**** DATA SUPPLIED ****
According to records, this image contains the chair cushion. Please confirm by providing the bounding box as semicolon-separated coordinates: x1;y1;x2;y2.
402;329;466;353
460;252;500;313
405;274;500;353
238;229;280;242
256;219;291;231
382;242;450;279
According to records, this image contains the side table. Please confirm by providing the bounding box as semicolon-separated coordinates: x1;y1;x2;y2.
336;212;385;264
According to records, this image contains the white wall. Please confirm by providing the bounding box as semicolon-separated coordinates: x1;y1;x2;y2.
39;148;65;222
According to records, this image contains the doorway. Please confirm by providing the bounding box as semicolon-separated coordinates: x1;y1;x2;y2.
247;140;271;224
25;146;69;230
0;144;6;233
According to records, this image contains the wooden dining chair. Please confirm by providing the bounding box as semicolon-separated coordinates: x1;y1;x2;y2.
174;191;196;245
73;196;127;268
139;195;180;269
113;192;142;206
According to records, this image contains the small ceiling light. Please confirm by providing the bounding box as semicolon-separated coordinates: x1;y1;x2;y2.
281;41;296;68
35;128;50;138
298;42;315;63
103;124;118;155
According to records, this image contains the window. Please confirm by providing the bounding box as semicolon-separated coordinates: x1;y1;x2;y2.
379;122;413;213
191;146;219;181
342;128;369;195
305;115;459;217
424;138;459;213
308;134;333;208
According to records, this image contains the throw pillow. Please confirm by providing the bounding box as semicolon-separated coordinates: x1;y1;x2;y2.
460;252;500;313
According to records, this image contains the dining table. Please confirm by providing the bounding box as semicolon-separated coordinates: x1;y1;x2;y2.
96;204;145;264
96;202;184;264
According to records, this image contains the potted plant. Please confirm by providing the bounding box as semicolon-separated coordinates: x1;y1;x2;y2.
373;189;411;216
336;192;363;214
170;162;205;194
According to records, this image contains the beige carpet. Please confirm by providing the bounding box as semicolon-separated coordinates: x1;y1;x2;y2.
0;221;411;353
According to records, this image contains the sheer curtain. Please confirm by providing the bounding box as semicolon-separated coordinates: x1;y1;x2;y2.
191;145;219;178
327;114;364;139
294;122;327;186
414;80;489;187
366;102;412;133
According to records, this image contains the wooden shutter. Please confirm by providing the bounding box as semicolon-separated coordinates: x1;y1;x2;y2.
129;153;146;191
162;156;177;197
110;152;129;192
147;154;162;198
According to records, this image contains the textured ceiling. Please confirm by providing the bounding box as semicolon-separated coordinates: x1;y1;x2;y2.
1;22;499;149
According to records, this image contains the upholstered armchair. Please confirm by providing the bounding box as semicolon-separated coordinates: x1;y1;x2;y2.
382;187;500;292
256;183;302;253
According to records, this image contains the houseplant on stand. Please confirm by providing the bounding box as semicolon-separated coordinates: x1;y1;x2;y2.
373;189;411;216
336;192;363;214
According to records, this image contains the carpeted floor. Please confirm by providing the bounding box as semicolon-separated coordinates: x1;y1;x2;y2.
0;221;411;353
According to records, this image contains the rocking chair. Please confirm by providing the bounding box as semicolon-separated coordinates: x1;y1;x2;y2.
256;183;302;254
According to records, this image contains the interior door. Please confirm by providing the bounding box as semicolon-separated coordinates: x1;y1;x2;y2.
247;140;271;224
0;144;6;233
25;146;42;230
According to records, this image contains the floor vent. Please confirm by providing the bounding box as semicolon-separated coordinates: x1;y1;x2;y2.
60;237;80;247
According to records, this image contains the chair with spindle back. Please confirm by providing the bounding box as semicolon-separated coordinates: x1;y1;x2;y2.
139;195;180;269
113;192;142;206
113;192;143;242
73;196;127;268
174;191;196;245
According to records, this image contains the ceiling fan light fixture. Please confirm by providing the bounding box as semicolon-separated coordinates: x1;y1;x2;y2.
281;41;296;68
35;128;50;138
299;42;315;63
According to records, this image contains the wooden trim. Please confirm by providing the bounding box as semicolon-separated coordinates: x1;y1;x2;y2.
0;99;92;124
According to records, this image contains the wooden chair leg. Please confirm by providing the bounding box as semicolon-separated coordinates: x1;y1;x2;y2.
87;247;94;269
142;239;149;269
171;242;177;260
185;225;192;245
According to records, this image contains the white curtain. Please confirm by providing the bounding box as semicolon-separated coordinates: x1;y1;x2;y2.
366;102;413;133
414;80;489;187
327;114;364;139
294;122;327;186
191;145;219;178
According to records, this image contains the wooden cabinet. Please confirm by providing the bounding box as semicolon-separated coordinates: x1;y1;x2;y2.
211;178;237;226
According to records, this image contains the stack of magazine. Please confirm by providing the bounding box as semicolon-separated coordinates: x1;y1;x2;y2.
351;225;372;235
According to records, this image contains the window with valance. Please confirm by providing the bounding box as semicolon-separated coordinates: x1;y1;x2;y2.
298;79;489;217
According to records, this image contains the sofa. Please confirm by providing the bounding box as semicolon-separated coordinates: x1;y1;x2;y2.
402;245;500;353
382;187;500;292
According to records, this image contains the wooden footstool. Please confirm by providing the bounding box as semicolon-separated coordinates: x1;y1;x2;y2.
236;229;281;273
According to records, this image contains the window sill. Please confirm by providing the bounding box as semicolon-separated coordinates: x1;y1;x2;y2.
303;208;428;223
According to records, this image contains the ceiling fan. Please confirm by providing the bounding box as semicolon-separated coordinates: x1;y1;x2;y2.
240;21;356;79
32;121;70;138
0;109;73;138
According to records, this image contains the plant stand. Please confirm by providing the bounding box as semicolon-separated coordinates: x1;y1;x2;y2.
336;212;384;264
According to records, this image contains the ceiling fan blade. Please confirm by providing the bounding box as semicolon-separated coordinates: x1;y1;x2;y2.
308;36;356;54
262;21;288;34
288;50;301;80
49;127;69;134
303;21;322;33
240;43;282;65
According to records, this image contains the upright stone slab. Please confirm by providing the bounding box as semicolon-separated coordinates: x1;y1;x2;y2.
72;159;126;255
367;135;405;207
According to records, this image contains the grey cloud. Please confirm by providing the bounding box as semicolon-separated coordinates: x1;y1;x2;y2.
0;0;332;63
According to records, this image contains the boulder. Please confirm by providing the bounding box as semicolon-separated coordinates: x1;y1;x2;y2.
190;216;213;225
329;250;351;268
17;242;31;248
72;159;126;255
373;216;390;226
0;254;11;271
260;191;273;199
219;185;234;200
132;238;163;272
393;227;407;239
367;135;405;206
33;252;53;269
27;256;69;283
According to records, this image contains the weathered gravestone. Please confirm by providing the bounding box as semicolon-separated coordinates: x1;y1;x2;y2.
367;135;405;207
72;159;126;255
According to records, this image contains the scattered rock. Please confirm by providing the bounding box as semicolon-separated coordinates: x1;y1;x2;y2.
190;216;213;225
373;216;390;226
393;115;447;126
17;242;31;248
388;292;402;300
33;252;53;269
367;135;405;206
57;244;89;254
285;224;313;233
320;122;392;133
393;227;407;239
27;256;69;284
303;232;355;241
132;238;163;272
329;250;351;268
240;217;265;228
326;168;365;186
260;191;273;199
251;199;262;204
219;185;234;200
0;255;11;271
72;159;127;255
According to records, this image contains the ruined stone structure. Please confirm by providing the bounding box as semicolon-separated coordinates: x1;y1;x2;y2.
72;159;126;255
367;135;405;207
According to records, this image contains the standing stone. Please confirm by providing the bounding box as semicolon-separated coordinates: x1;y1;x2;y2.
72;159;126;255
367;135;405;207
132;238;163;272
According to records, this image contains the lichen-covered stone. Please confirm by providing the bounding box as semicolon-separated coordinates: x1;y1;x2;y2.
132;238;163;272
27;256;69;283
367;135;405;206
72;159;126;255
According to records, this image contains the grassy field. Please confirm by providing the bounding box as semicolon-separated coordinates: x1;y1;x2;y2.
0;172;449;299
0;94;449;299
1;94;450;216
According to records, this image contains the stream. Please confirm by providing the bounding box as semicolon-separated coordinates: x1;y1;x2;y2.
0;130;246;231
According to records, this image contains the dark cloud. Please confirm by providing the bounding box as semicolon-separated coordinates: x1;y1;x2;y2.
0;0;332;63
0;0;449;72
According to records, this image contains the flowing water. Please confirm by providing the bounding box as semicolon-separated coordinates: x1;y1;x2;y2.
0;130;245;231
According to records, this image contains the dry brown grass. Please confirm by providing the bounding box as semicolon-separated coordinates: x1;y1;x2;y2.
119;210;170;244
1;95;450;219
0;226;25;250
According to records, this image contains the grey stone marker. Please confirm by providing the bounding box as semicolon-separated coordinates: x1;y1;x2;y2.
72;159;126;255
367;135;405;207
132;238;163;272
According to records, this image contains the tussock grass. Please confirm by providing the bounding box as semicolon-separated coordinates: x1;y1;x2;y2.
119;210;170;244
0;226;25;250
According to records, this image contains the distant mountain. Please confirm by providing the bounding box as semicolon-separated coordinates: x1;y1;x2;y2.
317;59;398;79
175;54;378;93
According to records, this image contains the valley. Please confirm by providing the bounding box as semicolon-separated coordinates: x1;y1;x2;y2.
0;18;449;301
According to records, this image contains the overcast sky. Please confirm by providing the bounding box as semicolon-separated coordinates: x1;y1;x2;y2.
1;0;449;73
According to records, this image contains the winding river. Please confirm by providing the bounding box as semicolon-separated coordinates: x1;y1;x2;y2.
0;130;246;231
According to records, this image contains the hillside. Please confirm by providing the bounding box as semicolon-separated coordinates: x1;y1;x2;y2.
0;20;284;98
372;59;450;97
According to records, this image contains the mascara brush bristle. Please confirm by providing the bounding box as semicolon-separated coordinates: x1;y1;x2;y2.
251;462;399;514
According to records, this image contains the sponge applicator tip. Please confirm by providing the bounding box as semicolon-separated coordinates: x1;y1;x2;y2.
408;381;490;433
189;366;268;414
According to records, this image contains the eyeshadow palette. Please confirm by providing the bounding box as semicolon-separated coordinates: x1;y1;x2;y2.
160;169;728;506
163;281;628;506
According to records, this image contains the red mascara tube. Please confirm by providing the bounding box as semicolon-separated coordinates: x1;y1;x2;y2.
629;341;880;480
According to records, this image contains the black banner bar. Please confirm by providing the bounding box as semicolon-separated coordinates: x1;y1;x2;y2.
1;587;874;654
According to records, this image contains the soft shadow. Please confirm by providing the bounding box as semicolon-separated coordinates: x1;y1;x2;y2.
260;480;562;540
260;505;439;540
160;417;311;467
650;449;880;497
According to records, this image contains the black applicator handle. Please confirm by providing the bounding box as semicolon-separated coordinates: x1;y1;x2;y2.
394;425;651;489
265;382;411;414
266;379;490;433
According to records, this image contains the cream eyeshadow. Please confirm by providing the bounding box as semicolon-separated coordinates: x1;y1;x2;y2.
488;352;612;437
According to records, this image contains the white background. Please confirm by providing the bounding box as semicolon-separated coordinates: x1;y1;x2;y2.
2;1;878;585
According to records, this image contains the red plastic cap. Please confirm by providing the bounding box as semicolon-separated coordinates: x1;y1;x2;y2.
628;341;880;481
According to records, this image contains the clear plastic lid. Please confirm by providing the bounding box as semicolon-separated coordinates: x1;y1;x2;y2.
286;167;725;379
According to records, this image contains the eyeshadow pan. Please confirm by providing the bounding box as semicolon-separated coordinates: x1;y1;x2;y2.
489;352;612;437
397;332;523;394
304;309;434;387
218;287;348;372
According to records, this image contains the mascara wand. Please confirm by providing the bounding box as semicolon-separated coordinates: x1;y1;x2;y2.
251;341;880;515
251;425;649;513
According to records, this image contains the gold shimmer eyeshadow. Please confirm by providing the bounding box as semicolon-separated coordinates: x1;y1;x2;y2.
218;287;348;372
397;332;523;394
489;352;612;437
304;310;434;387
****
* WHAT YOU NEED TO DO
Your output should be an exact copy of every line from the one containing "According to records, this image contains the mascara wand." through the end of the records.

* SOLUTION FOR THIS EXERCISE
According to records, this image contains the mascara wand. Please confirm by providing the bounding box as semicolon-separated coordinates: x1;y1;x2;y2.
251;341;880;515
251;425;649;513
According to records, this image contains the gold shimmer eyeshadow. Please confirm by providing the bounding box as semicolon-separated coordinates: x1;y1;x2;y2.
218;287;348;372
397;332;523;394
489;352;612;437
304;310;434;387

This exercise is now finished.